▸ **WHAT THE TASK ASKS**
Reproduce, word for word, every line starting at the line that contains "Q: Mark a point on every instance of the pitch" and ending with the final line of the entries.

Extracted data entries
┄┄┄┄┄┄┄┄┄┄┄┄┄┄┄┄┄┄┄┄

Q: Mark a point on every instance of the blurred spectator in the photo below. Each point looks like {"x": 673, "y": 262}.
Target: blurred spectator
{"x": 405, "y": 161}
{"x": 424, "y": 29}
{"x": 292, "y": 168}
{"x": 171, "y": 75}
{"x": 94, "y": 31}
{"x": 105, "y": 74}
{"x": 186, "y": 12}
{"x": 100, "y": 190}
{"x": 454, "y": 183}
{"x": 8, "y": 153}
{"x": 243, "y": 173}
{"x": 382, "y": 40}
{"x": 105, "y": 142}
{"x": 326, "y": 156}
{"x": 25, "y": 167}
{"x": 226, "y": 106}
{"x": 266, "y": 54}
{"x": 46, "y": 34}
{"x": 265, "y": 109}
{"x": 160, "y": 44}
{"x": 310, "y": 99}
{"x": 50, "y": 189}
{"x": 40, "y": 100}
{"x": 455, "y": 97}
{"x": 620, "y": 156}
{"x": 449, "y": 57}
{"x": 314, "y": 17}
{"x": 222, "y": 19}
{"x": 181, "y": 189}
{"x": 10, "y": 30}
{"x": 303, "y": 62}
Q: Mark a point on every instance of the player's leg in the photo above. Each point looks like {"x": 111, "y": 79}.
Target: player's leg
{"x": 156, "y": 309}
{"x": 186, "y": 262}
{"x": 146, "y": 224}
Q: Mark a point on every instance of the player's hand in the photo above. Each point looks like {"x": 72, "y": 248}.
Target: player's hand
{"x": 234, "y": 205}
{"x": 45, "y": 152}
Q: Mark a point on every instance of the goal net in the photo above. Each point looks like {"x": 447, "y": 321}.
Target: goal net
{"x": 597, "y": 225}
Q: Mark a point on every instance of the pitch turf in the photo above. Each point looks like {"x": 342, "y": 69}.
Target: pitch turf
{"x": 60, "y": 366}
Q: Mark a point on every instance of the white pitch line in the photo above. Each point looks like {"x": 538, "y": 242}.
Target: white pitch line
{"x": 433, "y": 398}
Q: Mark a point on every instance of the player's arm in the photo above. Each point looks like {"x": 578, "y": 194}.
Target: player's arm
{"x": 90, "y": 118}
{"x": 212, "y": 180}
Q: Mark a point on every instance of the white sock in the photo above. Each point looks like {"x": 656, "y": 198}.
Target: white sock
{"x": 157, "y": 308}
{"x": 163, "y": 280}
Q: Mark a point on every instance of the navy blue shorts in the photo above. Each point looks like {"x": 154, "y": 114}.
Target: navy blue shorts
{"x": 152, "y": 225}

┄┄┄┄┄┄┄┄┄┄┄┄┄┄┄┄┄┄┄┄

▸ **EXERCISE ANSWER**
Q: Mark a point on every instance of the pitch turf in the photo above. Each point looks like {"x": 342, "y": 69}.
Target: pitch turf
{"x": 60, "y": 366}
Q: Mark a point on every instance of the white pitch line in the photo above. Each point looks like {"x": 538, "y": 242}.
Target: white pitch line
{"x": 433, "y": 398}
Q: Mark a point on every instance of the player's arm in the photo above. Each point looks like {"x": 578, "y": 194}.
Target: player's arm
{"x": 90, "y": 118}
{"x": 212, "y": 180}
Q: Mark a point on every instance of the white sock in the photo above. Each point looks like {"x": 656, "y": 198}.
Target: white sock
{"x": 157, "y": 308}
{"x": 163, "y": 280}
Q: Mark a point on every instance of the navy blue shorts in the photo above. Each point looks like {"x": 154, "y": 114}.
Target: navy blue shorts
{"x": 152, "y": 225}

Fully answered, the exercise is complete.